**Set problem**
Scale every coordinate in the answers of all the items below by 1.95, rounding to whole numbers with halves rounded up. Write out all the lines again, requests included, but leave the pictures out.

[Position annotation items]
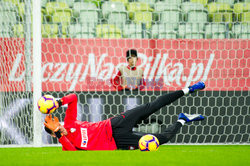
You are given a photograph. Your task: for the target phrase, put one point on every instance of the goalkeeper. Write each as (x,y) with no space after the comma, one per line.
(116,132)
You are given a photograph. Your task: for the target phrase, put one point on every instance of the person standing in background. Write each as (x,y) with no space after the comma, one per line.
(129,77)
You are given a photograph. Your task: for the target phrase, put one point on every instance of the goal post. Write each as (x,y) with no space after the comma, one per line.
(64,58)
(37,77)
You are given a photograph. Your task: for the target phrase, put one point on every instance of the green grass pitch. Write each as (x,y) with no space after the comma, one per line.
(167,155)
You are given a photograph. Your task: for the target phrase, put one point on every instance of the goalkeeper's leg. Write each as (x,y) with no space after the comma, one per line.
(130,140)
(125,121)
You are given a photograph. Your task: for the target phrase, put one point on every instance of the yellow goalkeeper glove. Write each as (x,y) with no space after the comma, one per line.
(52,123)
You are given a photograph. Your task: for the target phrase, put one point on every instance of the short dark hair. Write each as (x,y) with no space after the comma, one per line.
(131,52)
(47,130)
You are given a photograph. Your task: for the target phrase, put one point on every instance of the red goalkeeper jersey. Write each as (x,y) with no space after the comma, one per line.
(85,135)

**Reply**
You are given a photograph. Your task: for the target phrase, put one point on every instance of the goalkeeper. Write each as (x,y) with no space after the comma, one per line.
(226,257)
You are given a photograph. Your task: for the target phrase, put one point on every instance of the person standing in background. Write each as (x,y) with no space after the comma, one per line.
(252,150)
You are given a photograph. Your task: for the target phrase, put one point on every instance of the goal post. Write each as (x,y) with no space after the comma, one per line.
(125,113)
(72,150)
You are given a photograph. Your task: for the target phrase, put one point on every instance of the green grass pitch. Write each as (x,y) with no space after the comma, one per line.
(326,302)
You are given a photograph. Your task: for the target phrase, put one point on every instance of the goalkeeper's leg. Write each as (x,y) with no space after the comma, one per line.
(254,273)
(244,236)
You are given a photograph. Your task: for the target phrase, put one point on every instance of the yellow goalkeeper glove. Write each as (x,y) with no space after the comma, one per line.
(101,240)
You are given a photograph. Your task: for the target phrase, put one point on every instance of the short dark hair. Write each as (x,y) with no space after the comma, one per line.
(255,101)
(92,254)
You are given a photograph. Your task: for the target phrase, put one point on every instance of the red goalkeeper jersey. Write each as (x,y) with no space after the comma, one per line.
(166,263)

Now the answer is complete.